_Extrait du texte:_

Trop profond, trop audacieux, trop vorace: le forage de Deepwater Horizon, la plate-forme sinistrée dans le golfe du Mexique, est l’illustration même du délire pétrolier de la planète. Quand le pétrole n’est pas cher, sa consommation augmente et il faut siphonner toujours plus les sous-sols; quand les cours du brut explosent, son commerce rapporte tant que l’on peut mettre en perce des gisements de moins en moins accessibles, mais soudain rentables. Et l’on a beau gloser sans cesse sur l’après-pétrole et l’épuisement des énergies fossiles, le derrick demeure le sémaphore du présent.

_Consigne 1:_ Dans l'extrait sur le forage de Deepwater Horizon, où se trouve la plate-forme sinistrée ?
_Consigne 2:_ Poursuivez, s'il vous plaît, l'extrait sur le forage de Deepwater Horizon à partir de sa dernière phrase.

_Données enregistrées:_
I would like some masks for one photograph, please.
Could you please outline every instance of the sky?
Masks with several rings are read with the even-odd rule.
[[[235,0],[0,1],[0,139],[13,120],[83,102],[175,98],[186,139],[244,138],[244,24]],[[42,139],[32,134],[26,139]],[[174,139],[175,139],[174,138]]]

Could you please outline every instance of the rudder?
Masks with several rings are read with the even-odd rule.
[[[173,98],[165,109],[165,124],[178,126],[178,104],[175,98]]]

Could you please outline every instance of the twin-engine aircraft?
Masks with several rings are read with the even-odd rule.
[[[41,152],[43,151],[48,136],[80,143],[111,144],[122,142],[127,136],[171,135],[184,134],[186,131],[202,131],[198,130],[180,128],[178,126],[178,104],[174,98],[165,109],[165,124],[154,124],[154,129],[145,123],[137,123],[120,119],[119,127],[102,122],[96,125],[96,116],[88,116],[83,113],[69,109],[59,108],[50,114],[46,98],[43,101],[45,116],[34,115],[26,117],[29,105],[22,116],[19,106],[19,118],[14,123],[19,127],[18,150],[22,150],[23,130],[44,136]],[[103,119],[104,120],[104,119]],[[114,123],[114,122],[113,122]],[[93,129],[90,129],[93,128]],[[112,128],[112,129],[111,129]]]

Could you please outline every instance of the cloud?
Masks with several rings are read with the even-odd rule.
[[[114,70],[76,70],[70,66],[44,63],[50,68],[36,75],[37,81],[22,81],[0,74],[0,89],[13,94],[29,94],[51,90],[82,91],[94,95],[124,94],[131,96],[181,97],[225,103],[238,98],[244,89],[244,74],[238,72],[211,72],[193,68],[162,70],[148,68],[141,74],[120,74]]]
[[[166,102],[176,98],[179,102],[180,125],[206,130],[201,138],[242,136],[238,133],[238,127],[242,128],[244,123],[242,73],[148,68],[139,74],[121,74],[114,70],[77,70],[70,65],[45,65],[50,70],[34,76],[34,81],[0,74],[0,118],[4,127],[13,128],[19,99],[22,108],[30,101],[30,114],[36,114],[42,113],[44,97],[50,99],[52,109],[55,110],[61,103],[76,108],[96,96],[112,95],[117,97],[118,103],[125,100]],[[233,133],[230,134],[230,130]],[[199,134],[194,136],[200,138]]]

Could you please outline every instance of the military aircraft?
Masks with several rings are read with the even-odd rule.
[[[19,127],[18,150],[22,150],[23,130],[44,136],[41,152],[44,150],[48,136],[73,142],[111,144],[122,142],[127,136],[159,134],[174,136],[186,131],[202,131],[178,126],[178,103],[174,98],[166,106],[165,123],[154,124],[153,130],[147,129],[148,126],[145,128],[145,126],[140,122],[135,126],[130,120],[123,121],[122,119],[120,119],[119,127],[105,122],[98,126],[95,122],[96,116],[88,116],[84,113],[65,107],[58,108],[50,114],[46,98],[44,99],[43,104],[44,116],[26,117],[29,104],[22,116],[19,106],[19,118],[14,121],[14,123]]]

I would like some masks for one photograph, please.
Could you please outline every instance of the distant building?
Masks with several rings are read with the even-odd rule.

_Résultat 1:_ Dans le golfe du Mexique.

_Résultat 2:_
Certes, l'”or noir” nous a offert la modernité, mais sa facture dégouline de douleurs comme un goéland mazouté. La liste des calamités liées au pétrole, de près ou de loin, est longue comme un sillage de pétrolier dégazeur. Il est ainsi le carburant de l’imprévisible chaudière du Proche-Orient, où il se mélange aux vapeurs explosives des tensions religieuses, dans une surchauffe permanente. En Irak, les Etats-Unis se sont moins préoccupés de rétablir la démocratie que de contrôler les puits stratégiques, même si atteindre le second objectif a pu aider l’approche du premier. Dans le Caucase ou en Afrique, des régimes douteux perdurent, parce qu’ils veillent sur un pipeline vital. Et quand ce n’est pas le pétrole qui fait chauffer les canons, c’est le gaz, comme entre la Russie et l’Ukraine ou la Géorgie. Un différend frontalier? Non, le pétrole! Une minorité linguistique? Non, le pétrole! Un conflit ancestral? Non, le pétrole, le pétrole, le pétrole!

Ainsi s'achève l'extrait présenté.